_ЗАДАНИЕ_
Продолжите текст о немецкой оккупации города и работе городской управы, начиная сразу после его последнего предложения.

_ФРАГМЕНТ СТРАНИЦЫ_
★ ★ ★ ★ ★
У нас действительно не было переходного периода между советской и немецкой властью - немцы заняли город за несколько часов. Через несколько дней была обезврежена пара партизан, и с тех пор воцарился порядок. В первые несколько дней в городе стояли итальянцы. Они не создали никаких действующих оргструктур. Они поговорили со мной, назначили меня, предложили сформировать управу. Я знал людей, всегда стремился наладить с людьми хорошие отношения. Люди были довольны моей управой. Немцы на самом деле тоже были довольны.

Что вызвало мой гнев:
1) немецкая политика по отношению к евреям
2) их обращение с военнопленными.
Через несколько дней немцы сменили итальянцев. Они опубликовали в газете приказ всем евреям зарегистрироваться и принудительно носить желтые звезды - затем они стали гонять их на работу. Люди спрашивали меня, как и почему - но во главе немецкой биржи труда был довольно гуманный парень, хотя он никогда не посвящал меня в свои планы. Одна еврейская женщина, 32 лет, рассказала мне: она должна была идти на работу, а ее ребенок заболел. Я попросил положить ее в больницу, не зная как немцы к этому отнесутся. Переводчица-фольксдойч позже сказала мне, что немцы были весьма недовольны и сделали мне предупреждение.
★ ★ ★ ★ ★
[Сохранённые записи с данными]
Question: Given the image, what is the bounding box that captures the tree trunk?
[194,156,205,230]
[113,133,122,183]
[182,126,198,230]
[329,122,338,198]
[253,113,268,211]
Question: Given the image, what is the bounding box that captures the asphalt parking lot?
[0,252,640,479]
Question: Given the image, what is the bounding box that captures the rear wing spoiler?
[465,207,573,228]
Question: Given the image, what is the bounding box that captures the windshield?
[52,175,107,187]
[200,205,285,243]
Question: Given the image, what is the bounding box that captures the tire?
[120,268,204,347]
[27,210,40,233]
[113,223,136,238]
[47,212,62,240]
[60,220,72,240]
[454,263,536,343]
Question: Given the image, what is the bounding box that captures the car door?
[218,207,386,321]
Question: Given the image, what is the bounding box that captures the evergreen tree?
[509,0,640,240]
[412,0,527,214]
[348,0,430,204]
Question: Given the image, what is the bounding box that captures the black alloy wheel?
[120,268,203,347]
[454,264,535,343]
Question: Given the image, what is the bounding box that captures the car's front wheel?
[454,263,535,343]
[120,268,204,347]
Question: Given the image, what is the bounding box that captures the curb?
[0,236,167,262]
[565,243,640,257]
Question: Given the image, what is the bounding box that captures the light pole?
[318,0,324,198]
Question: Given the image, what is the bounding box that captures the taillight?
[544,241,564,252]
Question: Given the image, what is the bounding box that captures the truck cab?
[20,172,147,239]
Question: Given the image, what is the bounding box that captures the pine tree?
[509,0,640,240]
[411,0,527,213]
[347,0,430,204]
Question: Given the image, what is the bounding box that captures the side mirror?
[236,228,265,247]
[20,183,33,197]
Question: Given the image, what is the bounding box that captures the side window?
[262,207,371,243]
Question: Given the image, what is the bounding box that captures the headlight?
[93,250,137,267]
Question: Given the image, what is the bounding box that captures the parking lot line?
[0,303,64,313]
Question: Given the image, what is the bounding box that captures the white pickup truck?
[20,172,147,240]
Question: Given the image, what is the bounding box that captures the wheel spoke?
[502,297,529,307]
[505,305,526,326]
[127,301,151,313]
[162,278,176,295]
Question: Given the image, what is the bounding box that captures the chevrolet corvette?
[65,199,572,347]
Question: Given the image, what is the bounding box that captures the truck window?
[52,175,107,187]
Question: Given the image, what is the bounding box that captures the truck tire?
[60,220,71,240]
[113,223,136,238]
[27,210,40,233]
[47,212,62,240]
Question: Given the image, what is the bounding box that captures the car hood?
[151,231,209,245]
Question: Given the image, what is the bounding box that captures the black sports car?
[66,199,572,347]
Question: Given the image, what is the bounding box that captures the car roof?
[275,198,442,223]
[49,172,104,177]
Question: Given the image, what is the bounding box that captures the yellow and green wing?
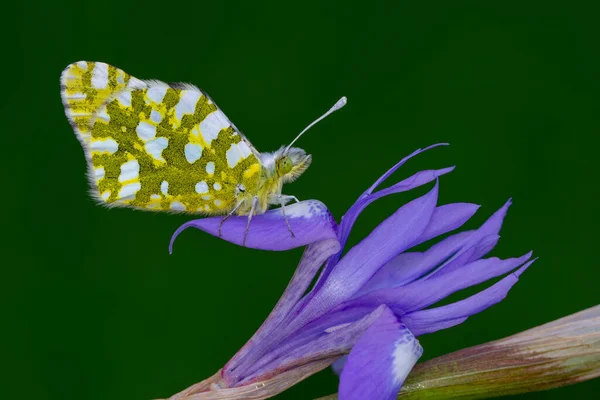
[63,63,261,214]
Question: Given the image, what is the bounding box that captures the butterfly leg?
[242,196,258,247]
[269,194,300,237]
[219,199,246,237]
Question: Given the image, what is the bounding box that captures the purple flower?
[171,145,533,400]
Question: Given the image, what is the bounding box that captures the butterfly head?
[275,147,312,183]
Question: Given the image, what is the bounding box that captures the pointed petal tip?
[169,200,336,251]
[513,251,539,279]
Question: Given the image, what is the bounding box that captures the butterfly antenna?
[283,96,347,154]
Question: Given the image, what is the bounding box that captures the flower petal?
[353,231,473,297]
[336,167,454,261]
[388,252,531,313]
[424,199,512,279]
[169,200,337,252]
[343,252,531,316]
[402,260,535,336]
[302,183,438,326]
[339,310,423,400]
[413,203,480,246]
[223,238,340,385]
[240,305,391,385]
[363,143,448,196]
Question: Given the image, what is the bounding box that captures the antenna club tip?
[334,96,348,109]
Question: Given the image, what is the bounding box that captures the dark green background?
[0,0,600,400]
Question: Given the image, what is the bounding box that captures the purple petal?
[223,238,340,385]
[295,183,438,324]
[387,252,531,313]
[354,231,473,297]
[339,309,423,400]
[169,200,337,251]
[338,167,454,260]
[344,252,531,315]
[363,143,449,196]
[240,305,390,385]
[331,355,348,376]
[402,260,535,336]
[414,203,480,246]
[424,199,512,279]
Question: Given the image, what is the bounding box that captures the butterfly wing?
[63,61,261,214]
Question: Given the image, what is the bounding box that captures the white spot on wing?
[127,76,148,89]
[184,143,202,164]
[171,201,185,211]
[119,160,140,182]
[145,137,169,161]
[147,85,168,103]
[94,167,105,181]
[200,110,231,144]
[97,108,110,122]
[150,110,162,124]
[206,161,215,175]
[65,92,87,100]
[196,181,208,194]
[135,122,156,142]
[175,90,202,121]
[90,139,119,154]
[118,90,131,107]
[118,182,142,200]
[225,141,251,168]
[92,63,108,89]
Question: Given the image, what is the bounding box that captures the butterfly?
[60,61,346,243]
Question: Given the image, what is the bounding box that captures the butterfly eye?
[277,156,294,176]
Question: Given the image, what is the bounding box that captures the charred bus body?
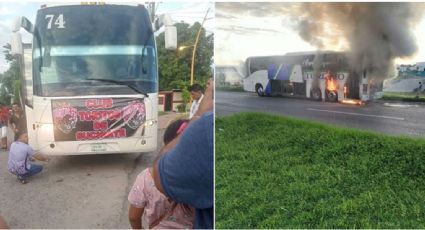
[244,51,383,102]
★ ★ ★ ★ ★
_ОТВЕТ_
В целом, в нашем городе осталось немного евреев, только самые бедные - ремесленники и пр., 120-140 человек. Однажды ночью их всех арестовали. Одна женщина, жившая по соседству, пришла ко мне на следующий день и все рассказала, она сказала, что не может больше сдерживаться: всех евреев заставили раздеться, отвели к стволу затопленной шахты и сбросили в нее - эта шахта была взорвана Советами. Детей сбрасывали вместе с остальными. Меня никто даже не проинформировал об акции против евреев, хотя комендант, майор Глюк, обращался со мной пристойно. Немцы вели себя так не только с евреями. Они восстановили против себя многих людей, отбирая у раскулаченных последнюю свинью; СД и жандармерия проводили обыски и конфисковывали имущество - это вылилось в систематический грабеж; появились бесконечные доносы и информаторы...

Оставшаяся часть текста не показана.